▸ Problem: Please copy out, word for word, the part below that opens with the line containing "of the paved" and closes with the line containing "194), (617, 361)]", keeping both of those lines. Leave out everything else in the items.
━━━━━━━━━━━━━━━━━━━━
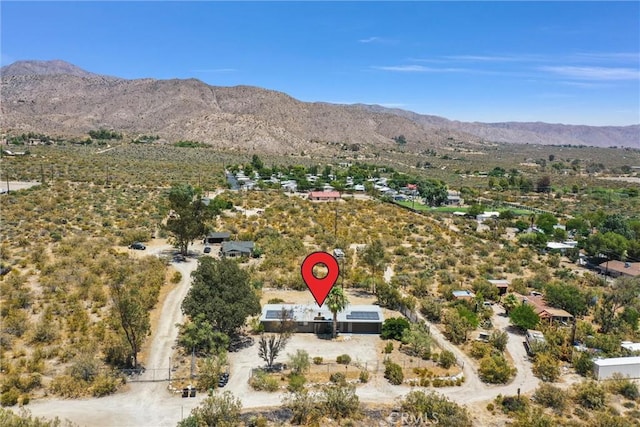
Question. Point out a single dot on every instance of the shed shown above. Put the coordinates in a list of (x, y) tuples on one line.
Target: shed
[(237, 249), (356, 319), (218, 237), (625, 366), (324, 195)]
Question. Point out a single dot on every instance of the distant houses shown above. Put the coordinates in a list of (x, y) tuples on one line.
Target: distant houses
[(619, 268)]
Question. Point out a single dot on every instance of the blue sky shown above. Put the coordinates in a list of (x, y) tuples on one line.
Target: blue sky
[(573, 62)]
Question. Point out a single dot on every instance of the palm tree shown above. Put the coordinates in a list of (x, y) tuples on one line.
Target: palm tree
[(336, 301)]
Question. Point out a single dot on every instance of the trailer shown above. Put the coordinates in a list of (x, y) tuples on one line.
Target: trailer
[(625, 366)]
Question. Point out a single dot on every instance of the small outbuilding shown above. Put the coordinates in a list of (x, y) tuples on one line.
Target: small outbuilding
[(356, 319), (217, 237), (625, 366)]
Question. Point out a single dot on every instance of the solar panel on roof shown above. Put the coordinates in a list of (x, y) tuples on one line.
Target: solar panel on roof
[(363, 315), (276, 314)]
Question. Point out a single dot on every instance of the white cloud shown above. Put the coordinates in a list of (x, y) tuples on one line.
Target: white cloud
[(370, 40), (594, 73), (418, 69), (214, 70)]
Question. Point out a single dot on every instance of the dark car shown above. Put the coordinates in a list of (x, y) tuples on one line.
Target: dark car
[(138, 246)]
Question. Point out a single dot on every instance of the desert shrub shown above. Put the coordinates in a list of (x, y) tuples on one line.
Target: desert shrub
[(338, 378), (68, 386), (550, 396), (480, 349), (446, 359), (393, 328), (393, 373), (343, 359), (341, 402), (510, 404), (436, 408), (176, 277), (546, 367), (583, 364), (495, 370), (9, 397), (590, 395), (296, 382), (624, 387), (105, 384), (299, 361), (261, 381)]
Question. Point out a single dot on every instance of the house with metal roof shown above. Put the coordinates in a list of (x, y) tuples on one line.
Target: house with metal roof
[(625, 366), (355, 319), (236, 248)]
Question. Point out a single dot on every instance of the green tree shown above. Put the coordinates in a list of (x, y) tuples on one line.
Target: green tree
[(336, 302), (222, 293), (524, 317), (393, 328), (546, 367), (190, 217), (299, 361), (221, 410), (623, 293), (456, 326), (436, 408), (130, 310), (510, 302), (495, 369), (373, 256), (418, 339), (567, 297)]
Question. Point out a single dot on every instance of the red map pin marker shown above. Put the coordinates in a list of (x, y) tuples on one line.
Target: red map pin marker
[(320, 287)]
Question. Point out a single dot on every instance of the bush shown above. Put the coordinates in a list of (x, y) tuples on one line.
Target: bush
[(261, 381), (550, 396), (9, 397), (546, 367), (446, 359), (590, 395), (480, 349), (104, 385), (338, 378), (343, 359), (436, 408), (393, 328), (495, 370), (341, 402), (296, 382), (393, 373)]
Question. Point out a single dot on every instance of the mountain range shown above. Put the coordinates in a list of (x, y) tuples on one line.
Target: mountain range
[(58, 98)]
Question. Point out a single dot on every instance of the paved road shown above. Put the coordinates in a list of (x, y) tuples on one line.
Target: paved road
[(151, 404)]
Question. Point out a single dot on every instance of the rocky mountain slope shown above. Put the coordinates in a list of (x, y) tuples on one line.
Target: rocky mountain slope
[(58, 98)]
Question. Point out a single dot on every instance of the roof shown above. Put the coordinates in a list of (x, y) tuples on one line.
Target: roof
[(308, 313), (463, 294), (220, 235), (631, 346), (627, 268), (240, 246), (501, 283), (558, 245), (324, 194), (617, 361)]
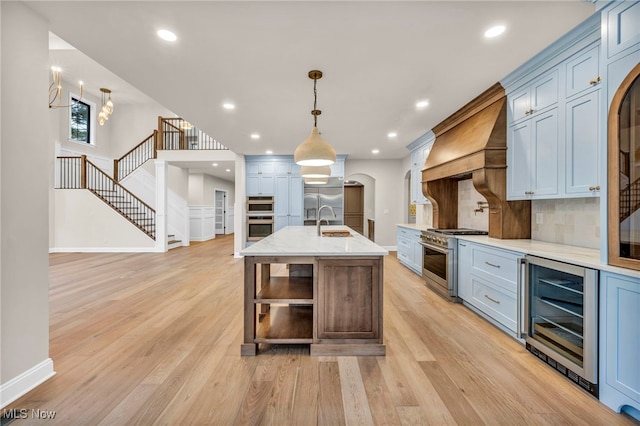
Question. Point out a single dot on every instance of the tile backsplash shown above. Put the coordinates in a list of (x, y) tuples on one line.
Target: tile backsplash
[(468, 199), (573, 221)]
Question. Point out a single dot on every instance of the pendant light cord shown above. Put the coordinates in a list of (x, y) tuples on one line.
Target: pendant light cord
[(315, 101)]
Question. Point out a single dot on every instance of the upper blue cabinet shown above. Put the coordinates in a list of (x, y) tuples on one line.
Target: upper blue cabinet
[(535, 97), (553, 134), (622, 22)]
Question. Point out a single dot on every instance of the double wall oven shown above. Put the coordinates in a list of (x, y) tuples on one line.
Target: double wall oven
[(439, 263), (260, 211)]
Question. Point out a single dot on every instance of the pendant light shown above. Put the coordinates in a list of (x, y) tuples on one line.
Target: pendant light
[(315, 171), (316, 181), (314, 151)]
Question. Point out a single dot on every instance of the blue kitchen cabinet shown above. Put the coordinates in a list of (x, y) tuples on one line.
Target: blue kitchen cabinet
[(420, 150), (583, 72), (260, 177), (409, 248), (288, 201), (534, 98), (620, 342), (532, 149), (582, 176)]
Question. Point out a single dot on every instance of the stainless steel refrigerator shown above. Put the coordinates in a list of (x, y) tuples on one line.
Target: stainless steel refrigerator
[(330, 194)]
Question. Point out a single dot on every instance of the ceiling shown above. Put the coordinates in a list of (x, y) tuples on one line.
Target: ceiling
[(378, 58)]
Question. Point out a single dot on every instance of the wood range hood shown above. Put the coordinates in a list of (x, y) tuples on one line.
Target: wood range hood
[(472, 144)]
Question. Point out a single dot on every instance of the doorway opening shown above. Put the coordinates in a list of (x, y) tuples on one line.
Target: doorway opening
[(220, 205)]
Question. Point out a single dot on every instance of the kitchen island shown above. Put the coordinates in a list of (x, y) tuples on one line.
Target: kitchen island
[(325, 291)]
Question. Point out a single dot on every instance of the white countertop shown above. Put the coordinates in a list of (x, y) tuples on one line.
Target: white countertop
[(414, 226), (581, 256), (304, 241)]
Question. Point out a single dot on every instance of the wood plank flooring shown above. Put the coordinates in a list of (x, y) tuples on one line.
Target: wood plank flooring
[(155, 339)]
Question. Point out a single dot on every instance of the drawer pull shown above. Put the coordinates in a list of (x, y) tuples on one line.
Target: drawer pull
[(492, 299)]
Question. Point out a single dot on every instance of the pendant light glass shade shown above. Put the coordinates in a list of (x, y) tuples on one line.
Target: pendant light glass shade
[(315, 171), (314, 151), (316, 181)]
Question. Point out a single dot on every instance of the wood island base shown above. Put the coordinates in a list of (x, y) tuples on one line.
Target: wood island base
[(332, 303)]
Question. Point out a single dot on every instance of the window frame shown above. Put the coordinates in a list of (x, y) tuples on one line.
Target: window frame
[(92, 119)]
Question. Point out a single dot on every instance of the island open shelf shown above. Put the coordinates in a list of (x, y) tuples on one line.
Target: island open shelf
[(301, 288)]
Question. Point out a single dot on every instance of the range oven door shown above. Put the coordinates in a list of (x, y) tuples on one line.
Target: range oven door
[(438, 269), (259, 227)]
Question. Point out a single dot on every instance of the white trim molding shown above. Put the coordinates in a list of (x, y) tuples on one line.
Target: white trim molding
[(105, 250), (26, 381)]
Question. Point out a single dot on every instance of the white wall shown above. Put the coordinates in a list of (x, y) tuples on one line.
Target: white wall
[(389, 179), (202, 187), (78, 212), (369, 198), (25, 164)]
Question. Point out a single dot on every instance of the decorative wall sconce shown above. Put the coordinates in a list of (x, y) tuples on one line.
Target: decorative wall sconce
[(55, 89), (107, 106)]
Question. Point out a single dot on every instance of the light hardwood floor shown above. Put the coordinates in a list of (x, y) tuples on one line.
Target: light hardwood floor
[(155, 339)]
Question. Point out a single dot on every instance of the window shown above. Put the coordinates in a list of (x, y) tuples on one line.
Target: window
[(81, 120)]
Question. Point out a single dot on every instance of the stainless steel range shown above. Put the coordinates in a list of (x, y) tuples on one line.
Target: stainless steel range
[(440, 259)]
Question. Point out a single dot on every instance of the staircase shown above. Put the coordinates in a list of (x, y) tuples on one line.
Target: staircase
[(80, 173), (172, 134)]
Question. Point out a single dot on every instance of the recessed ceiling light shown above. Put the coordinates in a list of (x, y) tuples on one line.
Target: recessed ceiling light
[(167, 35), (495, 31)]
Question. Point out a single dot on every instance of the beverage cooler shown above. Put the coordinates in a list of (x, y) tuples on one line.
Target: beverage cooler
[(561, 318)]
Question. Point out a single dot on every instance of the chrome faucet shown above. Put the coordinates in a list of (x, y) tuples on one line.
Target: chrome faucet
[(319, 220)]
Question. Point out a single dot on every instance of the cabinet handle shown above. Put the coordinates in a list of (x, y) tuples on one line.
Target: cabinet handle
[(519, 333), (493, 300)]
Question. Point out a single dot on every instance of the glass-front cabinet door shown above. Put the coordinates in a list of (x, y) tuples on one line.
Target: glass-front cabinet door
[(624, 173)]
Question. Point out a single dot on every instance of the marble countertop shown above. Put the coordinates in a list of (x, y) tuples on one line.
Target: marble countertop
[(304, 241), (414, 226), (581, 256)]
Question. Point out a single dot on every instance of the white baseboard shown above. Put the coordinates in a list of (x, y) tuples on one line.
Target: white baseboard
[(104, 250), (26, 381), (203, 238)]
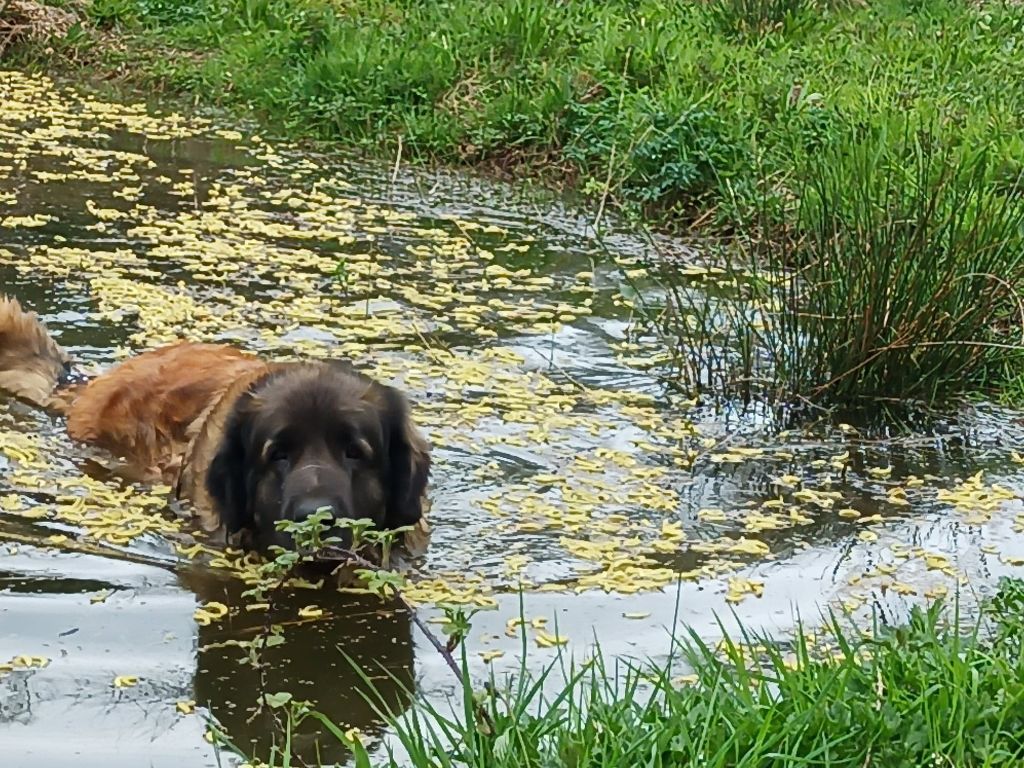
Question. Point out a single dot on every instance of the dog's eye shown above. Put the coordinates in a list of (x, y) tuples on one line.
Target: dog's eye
━━━━━━━━━━━━━━━━━━━━
▸ Task output:
Question. Point out a single dot on every instance of the paved road shown above. Put the coordinates in a list of (x, y) tuples on one line.
Target: paved road
[(151, 404)]
Question. Point out a single dot on every instance of the rocky mountain slope shown above. Put the coordinates in a list of (x, y) tuples on one line.
Target: rocky mountain slope
[(58, 98)]
Question. Point out a single dot on every instance of the roof shown above. Put the coordinates in a list of (x, y) tuples on one line.
Target: roof
[(308, 313), (463, 294), (220, 235), (631, 346), (627, 268), (240, 246), (501, 283), (558, 245), (324, 194), (617, 361)]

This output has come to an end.